Required action: Please continue the year-end film roundup below, picking up after its last line.

Text under study:
..............................
Superlative: “Best Usage of an Unexpected Needle Drop (Forwards and Backwards) in Service of a Great Performance.” Great. Now I’ve got “Bye Bye Bye” stuck in my head again.

Red Rocket
Courtesy of A24

The Spine of Night

This animated film, which premiered back at SXSW in a haze of thick nug smoke and sick-ass guitar riffs (at least in my apartment), attempts to do the very difficult: Improve upon both Heavy Metal and Ralph Bakshi’s Fire and Ice by telling an awesome — and metal as shit — fantasy tale using the same rotoscope animation that defined the latter of those two examples. And guess what? It worked like gangbusters. In a year stacked with epics, The Spine of Night stood out as an example of imagination unbounded by both budget and “taste.”

Superlative: “Most Likely to Be Painted On The Side of Your Megadeth-Loving Best Friend’s Van.”

The Spine of Night
Gorgonaut Pictures/Yellow Veil Pictures

Titane

Julia Ducournau’s Raw was one of the best horror debuts of the last decade, bringing back the intense ethos of the New French Extremity while telling a fascinating coming of age tale. With Titane, she expanded her scope and increased her powers to match. What resulted is one of the most amusing, bizarre, brutal, passionate, empathetic and gorgeous films of this decade or any other. Anchored by an impressive debut performance by Agatha Rousselle and assisted by work from the incredible Vincent London (whom I can only hope to be as jacked as when I’m in my 50s), Titane is a one-of-a-kind experience about finding family in the weirdest of places. And fucking cars. And killing French college kids. And dancing with the boys to Future Islands. Talk about having “something for everyone.

Superlative: “Best Film of the Year, Yes We Are Going Basic With This One.”

Credit: Carole Bethuel

The Tragedy of Macbeth

Joel Coen’s first solo venture as a director is a fantastic adaption of the iconic play, preserving the Bard’s text for the screen without losing any of its power. Its gorgeous impressionist interpretation of the play’s setting matches well with the fantastic skills of the cast, featuring the likes of Denzel Washington and Frances McDormand. It’s no Throne of Blood, but it definitely does have what may be the best interpretation of the Witches ever put to film.

Superlative: “Best Break-Up Movie.”
..............................
Dataset records:
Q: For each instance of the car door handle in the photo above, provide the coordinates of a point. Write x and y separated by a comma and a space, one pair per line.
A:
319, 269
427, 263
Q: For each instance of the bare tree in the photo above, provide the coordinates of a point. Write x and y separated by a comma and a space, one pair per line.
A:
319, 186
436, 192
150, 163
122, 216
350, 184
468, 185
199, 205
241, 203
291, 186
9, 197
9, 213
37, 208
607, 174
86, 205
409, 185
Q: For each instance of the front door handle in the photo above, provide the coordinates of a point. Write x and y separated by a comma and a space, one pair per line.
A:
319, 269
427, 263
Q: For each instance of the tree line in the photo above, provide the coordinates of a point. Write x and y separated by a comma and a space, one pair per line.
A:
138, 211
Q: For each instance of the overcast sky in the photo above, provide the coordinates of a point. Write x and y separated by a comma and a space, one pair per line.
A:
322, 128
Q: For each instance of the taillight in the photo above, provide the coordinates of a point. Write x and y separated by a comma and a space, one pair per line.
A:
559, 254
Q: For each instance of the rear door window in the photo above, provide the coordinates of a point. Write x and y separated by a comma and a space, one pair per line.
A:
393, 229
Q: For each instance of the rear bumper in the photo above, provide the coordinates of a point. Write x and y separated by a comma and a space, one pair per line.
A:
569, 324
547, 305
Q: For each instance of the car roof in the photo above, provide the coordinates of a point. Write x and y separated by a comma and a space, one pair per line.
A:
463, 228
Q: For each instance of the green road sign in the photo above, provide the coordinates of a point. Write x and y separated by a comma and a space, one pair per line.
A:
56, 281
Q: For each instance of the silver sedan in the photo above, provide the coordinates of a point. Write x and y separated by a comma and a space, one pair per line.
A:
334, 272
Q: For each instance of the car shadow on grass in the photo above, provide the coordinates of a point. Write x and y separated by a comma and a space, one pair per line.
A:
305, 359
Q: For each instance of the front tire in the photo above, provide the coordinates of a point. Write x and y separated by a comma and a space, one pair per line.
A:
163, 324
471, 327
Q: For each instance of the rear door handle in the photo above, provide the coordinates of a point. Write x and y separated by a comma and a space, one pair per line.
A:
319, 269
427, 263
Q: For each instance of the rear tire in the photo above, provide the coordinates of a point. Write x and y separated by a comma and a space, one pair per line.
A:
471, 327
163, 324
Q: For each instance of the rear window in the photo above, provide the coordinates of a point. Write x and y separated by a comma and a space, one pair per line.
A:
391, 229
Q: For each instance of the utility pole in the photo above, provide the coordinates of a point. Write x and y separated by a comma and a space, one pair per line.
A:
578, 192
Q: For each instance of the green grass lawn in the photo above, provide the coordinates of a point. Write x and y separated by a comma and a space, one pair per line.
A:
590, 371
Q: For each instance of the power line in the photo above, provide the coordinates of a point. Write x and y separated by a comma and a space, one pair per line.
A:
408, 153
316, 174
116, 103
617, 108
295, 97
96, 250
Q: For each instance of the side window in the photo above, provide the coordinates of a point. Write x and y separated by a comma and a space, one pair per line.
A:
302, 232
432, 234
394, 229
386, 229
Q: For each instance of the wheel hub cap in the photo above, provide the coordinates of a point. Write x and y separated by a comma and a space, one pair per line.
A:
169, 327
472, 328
..............................
Exercise output:
Apple Original Films / A24

Venom: Let There Be Carnage

It’s been a weird year for the superhero movie. Marvel put out three straight duds, with only the last one getting a substantial pushback from fans and critics, while DC had a success with The Suicide Squad that couldn’t, somehow, find an audience. Leave it to Sony, then, to come out with the most ridiculous superhero movie since Batman and Robin in the form of Andy Serkis’ Venom 2. Tom Hardy and company have queered the superhero movie in amusing and endearing ways, and this film doubled down on the insane amount of idiosyncrasies present in this interpretation of the character while removing most of the bullshit. It is a blast, and one of the best times I’ve had in a theater all year.

Superlative: “Most Deserving of the Title ‘Not Another Gay Superhero Movie.’”

Venom
Sony

Wrath of Man

Guy Ritchie’s heist epic has a number of fantastic qualities: an excellent cast, anchored by Jason Statham and a Shakespearean Holt McCallany; absolutely balls-to-the-wall action full of nihilistic thrills; Scott Eastwood’s piercing blue eyes, inherited from his father, used in service by a director for the first time ever; and Post Malone getting shot in the head (just joking, Post, you’re a cool dude even if Bud Light sucks). It’s the kind of Dumb Dude Heist Classic we get every couple of years when Michael Mann’s Heat decided to asexually reproduce, and it is a blast and a half to watch unfold. More sentimentally, Wrath of Man was both the first movie I saw at my local multiplex after vaccination, and also the first movie I saw with my family when I was able to visit them after two years or so. There are other films that are significantly better on this list, but Wrath of Man will always hold a very special place in my heart.

Superlative: “Best Usage of the Line “Suck Your Own Dick” in an Otherwise Deadly-Serious Action Thriller.”